Data in this exercise:
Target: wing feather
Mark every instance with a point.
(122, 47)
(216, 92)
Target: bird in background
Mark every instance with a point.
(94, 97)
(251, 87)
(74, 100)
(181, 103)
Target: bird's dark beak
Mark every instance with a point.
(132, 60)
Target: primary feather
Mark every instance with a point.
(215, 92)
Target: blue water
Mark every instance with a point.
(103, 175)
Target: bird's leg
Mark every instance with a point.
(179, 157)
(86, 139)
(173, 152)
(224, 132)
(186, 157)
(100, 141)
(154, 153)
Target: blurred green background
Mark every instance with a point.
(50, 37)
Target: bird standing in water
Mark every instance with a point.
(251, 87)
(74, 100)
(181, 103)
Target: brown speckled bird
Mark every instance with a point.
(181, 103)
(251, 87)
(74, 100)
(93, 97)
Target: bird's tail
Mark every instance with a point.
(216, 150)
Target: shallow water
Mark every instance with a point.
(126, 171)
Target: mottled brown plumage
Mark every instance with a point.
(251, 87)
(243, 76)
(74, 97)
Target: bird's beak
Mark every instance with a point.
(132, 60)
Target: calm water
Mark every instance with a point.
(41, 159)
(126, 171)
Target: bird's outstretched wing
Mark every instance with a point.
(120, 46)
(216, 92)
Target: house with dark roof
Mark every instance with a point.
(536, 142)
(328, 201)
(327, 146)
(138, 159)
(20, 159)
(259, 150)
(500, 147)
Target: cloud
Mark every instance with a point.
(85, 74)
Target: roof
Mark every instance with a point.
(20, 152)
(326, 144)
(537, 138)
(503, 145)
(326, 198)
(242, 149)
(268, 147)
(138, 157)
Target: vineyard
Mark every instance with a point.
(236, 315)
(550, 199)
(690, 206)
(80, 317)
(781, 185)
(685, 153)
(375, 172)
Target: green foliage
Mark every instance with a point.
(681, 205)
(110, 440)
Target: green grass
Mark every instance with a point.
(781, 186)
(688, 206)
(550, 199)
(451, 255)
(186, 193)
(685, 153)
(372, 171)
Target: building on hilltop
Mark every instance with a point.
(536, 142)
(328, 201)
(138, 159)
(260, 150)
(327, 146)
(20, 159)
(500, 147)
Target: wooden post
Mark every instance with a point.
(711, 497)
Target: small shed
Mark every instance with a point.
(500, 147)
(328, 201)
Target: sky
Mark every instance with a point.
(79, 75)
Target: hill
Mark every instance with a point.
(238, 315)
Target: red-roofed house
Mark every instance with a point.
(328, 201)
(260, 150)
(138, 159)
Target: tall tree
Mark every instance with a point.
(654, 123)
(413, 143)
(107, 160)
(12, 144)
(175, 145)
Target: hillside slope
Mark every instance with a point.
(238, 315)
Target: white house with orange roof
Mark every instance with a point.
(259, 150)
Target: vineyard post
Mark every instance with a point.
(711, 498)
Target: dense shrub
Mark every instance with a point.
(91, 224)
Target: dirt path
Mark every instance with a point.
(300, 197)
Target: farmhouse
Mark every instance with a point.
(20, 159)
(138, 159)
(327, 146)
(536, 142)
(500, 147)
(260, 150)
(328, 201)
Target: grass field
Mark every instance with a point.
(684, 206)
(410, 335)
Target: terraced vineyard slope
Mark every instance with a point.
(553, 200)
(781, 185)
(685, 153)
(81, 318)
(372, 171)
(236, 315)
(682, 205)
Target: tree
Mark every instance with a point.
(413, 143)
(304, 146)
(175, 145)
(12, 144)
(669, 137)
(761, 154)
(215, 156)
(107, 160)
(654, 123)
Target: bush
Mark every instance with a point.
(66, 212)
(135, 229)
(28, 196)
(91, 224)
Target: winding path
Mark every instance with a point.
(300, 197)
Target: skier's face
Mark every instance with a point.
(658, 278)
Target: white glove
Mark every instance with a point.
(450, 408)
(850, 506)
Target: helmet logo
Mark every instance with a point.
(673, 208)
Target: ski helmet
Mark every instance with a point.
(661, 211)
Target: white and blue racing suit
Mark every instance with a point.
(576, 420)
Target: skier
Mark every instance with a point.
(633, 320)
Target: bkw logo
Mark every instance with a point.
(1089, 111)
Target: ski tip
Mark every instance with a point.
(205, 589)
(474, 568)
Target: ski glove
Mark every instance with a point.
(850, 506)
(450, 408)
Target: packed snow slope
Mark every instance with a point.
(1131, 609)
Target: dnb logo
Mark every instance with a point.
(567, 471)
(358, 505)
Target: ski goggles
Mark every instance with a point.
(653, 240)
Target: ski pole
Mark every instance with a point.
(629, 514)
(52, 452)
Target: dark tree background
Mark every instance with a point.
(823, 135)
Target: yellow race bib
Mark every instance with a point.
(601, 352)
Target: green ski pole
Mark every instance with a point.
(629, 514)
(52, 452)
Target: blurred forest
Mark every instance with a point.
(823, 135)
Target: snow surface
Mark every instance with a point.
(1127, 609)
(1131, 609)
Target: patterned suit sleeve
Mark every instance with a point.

Directions: Set down each line exactly as it appears in the data.

Answer space:
Target: wing feather
Mark every instance with a point.
(122, 47)
(216, 92)
Target: bird in background
Mark every instance with a point.
(94, 97)
(251, 87)
(74, 100)
(181, 103)
Target: bird's dark beak
Mark every instance with a point.
(132, 60)
Target: primary feather
Mark every instance with a point.
(215, 92)
Target: blue water
Mark every instance with a point.
(103, 175)
Target: bird's leg
Mark every instance with a point.
(179, 157)
(86, 139)
(173, 152)
(224, 132)
(186, 157)
(100, 141)
(154, 153)
Target: blurred green background
Mark every instance with a point.
(50, 37)
Target: bird standing in water
Mark every instance with a point.
(251, 87)
(74, 100)
(181, 103)
Target: brown speckled bird
Mark every instance with a point.
(181, 103)
(251, 87)
(74, 100)
(93, 97)
Target: bird's tail
Mark every instance with a point.
(216, 150)
Target: shallow water
Mark every instance with a point.
(126, 171)
Target: mottled brown plumage
Mark every instance with a point.
(251, 87)
(243, 76)
(74, 97)
Target: bird's beak
Mark every instance with a point.
(132, 60)
Target: calm water
Mark every instance with a point.
(41, 159)
(126, 171)
Target: bird's outstretched wing
Mark every instance with a point.
(120, 46)
(216, 92)
Target: house with dark roof
Mark every instance with a point.
(536, 142)
(328, 201)
(327, 146)
(138, 159)
(20, 159)
(259, 150)
(500, 147)
Target: cloud
Mark every instance with a point.
(85, 74)
Target: roof
Mark every instance with a point.
(20, 152)
(326, 144)
(537, 138)
(503, 145)
(326, 198)
(242, 149)
(268, 147)
(138, 157)
Target: vineyard
Mark every instance with a point.
(236, 315)
(550, 199)
(690, 206)
(80, 317)
(781, 185)
(685, 153)
(375, 172)
Target: green foliage
Mark every instance with a point.
(681, 205)
(110, 440)
Target: green grass
Mark every instance with a point.
(781, 186)
(688, 206)
(550, 199)
(451, 255)
(186, 193)
(685, 153)
(372, 171)
Target: building on hilltop
Mark every instance with a point.
(536, 142)
(328, 201)
(138, 159)
(260, 150)
(327, 146)
(20, 159)
(500, 147)
Target: wooden post
Mark every instance with a point.
(711, 497)
Target: small shed
Mark every instance with a point.
(500, 147)
(328, 201)
Target: sky
Mark every instance with a point.
(79, 75)
Target: hill
Mark every instance with a point.
(238, 315)
Target: red-roofed house
Mark every instance with a point.
(328, 201)
(260, 150)
(138, 159)
Target: tall tree
Mark every instance with a point.
(654, 123)
(413, 143)
(107, 160)
(12, 144)
(175, 145)
Target: hillside slope
Mark every instance with a point.
(238, 315)
Target: white house with orange roof
Mark every instance with a point.
(259, 150)
Target: vineyard post
Mark every instance with a point.
(711, 498)
Target: dense shrub
Mark every instance with a point.
(91, 224)
Target: dirt path
Mark every instance with a point.
(300, 197)
Target: farmhouse
Mark every instance with a point.
(20, 159)
(138, 159)
(327, 146)
(536, 142)
(500, 147)
(260, 150)
(328, 201)
Target: grass field
Mark every instance with a point.
(684, 206)
(410, 335)
Target: terraced vineyard slope
Mark every instance with a point.
(553, 200)
(781, 185)
(685, 153)
(81, 318)
(372, 171)
(236, 315)
(682, 205)
Target: tree
Mark every instance with a point.
(413, 143)
(304, 146)
(175, 145)
(12, 144)
(669, 137)
(761, 154)
(215, 156)
(107, 160)
(654, 123)
Target: bush
Mark every instance with a point.
(66, 212)
(135, 229)
(28, 196)
(91, 224)
Target: winding path
Mark every instance with a point.
(300, 197)
Target: skier's face
Mark every instance with a point.
(658, 278)
Target: white glove
Mark every instance with a point.
(450, 408)
(850, 506)
Target: helmet logo
Mark every instance with a point.
(673, 208)
Target: ski helmet
Mark every instance with a point.
(661, 211)
Target: white and blue racing suit
Mark every instance with a point.
(576, 420)
Target: skier
Mark every instance with a point.
(633, 320)
Target: bkw logo
Mark every instance with a point.
(1089, 111)
Target: ski tip
Mark every instance with a point.
(205, 589)
(474, 568)
Target: ski glove
Mark every instance with a point.
(850, 506)
(450, 408)
Target: packed snow slope
Mark every instance with a point.
(1131, 609)
Target: dnb logo
Mark every instance with a point.
(567, 471)
(358, 505)
Target: ski goggles
Mark every instance with a point.
(653, 240)
Target: ski pole
Mark every instance with a point.
(629, 514)
(52, 452)
Target: dark tree background
Mark every instance with a point.
(823, 135)
Target: yellow race bib
Mark every instance with a point.
(601, 352)
Target: green ski pole
Mark every instance with a point.
(629, 514)
(52, 452)
Target: blurred forest
Mark every instance with a point.
(823, 135)
Target: snow surface
Mark every instance with a point.
(1127, 609)
(1131, 609)
Target: patterned suit sleeve
Mark every instance with a point.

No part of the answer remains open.